(Saved data entries)
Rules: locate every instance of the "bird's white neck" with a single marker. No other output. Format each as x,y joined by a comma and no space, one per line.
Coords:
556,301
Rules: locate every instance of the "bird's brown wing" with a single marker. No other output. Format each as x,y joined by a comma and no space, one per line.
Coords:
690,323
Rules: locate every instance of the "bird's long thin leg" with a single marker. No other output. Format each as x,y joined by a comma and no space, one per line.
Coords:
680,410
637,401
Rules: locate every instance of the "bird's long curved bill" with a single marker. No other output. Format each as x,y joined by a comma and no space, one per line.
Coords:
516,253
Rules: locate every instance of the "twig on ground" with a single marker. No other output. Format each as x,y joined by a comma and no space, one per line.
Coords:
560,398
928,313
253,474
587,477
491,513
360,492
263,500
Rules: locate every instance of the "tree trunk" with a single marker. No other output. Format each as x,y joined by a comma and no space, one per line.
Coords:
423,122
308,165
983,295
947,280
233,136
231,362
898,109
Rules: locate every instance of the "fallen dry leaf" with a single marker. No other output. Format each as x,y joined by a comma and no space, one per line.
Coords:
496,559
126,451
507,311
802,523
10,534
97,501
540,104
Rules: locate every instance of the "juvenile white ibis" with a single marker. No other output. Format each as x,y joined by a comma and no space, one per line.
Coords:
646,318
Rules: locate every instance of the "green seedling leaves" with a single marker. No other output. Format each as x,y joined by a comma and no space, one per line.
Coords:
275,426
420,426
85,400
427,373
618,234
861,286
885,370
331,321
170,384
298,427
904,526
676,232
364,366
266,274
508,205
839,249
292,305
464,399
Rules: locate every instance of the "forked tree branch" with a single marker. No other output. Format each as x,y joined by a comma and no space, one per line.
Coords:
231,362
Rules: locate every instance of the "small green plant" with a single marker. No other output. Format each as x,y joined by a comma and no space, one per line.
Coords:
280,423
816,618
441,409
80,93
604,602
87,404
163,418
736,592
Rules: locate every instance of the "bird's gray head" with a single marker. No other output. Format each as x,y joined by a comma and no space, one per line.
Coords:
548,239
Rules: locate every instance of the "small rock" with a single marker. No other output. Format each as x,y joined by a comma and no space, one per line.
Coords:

#### [STATED PROBLEM]
Give a word-for-word copy of the records.

#### [OUTPUT OF THE EXERCISE]
Rules: locate every instance of the "bird's white neck" with a single marker. No other output. Format each as x,y joined by a comma and no space, one per line.
Coords:
556,301
Rules: locate every instance of the "bird's brown wing" with a single marker. No other output. Format each as x,y joined by a comma and no space, one per line.
Coords:
690,323
Rules: locate every instance of the "bird's long thin leg" with a single marker. No other output. Format each as x,y joined by a comma and no space, one per line.
Coords:
680,410
637,401
Rules: locate every instance of the "bird's long curved bill" with a single marker. No other output. Format each as x,y joined by a comma and no space, one per line.
Coords:
516,253
Rules: locate every instance of the "twig on ground" with a single marker. No other output. Format each as x,y joined by a comma and no space, one per line.
Coords:
560,398
928,313
253,474
587,477
491,513
360,492
263,500
Rules: locate every instance of the "tree trunk" with a single marker. No other output. Format each as x,y joined by a comma and no space, one per line.
Coords:
423,122
308,165
983,295
947,280
233,136
231,362
898,109
Rules: locate every instance of the "fallen dry leaf" with a single marker. No other output. Format each as x,y joined by a comma and no space, one per line.
Coords:
496,559
126,451
507,311
802,523
10,534
97,501
540,104
Rules: locate every instance of the "juvenile white ibis" with a single marker. No other output. Format each as x,y joined by a comma and no space, one per line.
Coords:
646,318
Rules: locate every instance of the "green seedling leaves" with a single marker. No other output. Format each as x,y joined by a comma and no space, one per line.
Coords:
275,426
420,426
85,400
427,373
618,234
861,286
885,370
331,321
170,384
298,427
904,526
676,232
364,366
266,274
508,205
839,249
292,305
464,399
Rules: locate every instance of the "forked tree branch" with a single marker. No other output. Format each as x,y joined by a comma and no space, one per line.
Coords:
231,362
Rules: locate every instance of the "small green plant" with a single marker. No other output. Format each as x,y joined by a comma and no space, one per line.
Coords:
280,423
816,618
441,409
80,93
604,602
87,404
163,418
736,592
Rules: locate every instance of the "bird's gray head" with a single marker. No other output. Format each as x,y joined by a comma and no space, one per line.
Coords:
548,239
Rules: locate every instance of the "small rock" with a single marker. No other output. Format each as x,y joined by a comma and no space, one per line.
Coords:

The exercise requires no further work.